[Location labeling records]
** start **

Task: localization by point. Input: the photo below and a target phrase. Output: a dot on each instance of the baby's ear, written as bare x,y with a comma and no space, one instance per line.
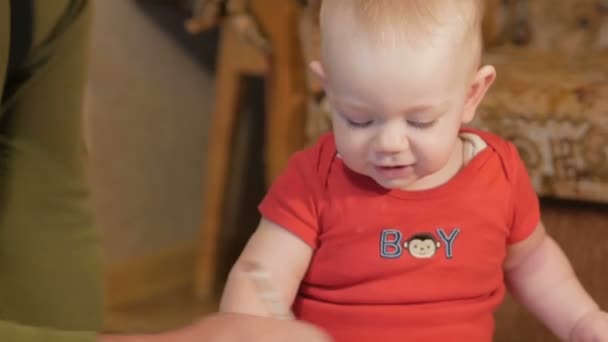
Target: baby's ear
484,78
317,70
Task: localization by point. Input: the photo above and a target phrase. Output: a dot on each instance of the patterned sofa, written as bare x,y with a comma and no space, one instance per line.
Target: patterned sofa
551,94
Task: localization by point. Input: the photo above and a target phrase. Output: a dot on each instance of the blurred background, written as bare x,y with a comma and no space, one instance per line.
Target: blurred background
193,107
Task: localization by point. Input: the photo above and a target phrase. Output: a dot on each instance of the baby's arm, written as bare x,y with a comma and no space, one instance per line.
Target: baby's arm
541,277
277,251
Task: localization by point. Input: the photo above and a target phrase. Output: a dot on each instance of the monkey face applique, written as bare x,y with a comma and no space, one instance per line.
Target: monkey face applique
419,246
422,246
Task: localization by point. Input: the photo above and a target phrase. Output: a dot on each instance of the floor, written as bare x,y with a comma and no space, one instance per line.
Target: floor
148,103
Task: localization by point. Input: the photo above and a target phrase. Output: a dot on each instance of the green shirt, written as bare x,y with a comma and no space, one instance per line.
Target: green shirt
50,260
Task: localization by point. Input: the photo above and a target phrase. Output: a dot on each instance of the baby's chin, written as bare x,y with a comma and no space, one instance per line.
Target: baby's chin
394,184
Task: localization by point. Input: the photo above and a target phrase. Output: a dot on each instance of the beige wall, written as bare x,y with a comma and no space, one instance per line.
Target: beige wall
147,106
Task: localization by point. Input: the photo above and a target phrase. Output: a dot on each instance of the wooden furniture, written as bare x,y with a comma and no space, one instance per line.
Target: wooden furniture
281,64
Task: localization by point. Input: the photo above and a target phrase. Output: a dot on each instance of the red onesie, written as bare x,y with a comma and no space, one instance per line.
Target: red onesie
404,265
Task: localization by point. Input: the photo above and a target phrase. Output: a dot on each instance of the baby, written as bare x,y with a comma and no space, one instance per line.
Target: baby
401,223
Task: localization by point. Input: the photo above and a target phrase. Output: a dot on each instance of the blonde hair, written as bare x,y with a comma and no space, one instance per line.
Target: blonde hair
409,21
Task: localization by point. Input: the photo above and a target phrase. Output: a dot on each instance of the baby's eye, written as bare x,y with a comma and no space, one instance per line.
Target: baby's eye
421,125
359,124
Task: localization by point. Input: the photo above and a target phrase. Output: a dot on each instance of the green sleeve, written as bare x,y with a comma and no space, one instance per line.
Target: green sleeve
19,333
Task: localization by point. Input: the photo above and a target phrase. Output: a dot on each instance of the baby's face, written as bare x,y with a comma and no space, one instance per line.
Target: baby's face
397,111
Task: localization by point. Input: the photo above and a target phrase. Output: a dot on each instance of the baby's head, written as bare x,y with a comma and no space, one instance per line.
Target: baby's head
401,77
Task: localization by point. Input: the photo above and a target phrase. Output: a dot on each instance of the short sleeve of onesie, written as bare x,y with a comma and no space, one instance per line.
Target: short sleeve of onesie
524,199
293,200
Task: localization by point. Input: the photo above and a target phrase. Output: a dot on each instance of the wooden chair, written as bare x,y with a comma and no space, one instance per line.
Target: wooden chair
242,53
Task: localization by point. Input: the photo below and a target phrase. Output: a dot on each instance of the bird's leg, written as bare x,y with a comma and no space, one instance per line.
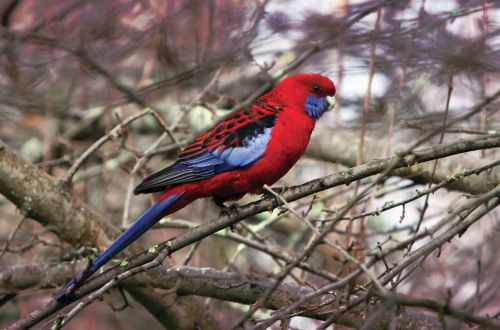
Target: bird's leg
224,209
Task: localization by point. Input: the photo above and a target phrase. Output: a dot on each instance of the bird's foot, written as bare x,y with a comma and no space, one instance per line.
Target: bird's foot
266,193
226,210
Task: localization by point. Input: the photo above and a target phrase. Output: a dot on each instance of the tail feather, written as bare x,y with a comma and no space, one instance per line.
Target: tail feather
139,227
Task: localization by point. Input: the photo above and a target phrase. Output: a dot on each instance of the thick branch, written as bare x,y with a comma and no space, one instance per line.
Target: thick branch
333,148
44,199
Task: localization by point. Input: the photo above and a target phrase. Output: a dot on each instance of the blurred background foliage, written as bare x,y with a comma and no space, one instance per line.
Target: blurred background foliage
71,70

** end **

Revise the records from the line containing "background foliage, written" through the end of the records, inclusive, so that "blurred" becomes "hazy" and everything else stays the same.

▸ RESULT
Task: localization by point. Input: the photo above and a target phrase. Output: a dot on each instance of the hazy background foliage, written as bare x,y with a comma and no space, one instance per line.
Target: hazy background foliage
71,70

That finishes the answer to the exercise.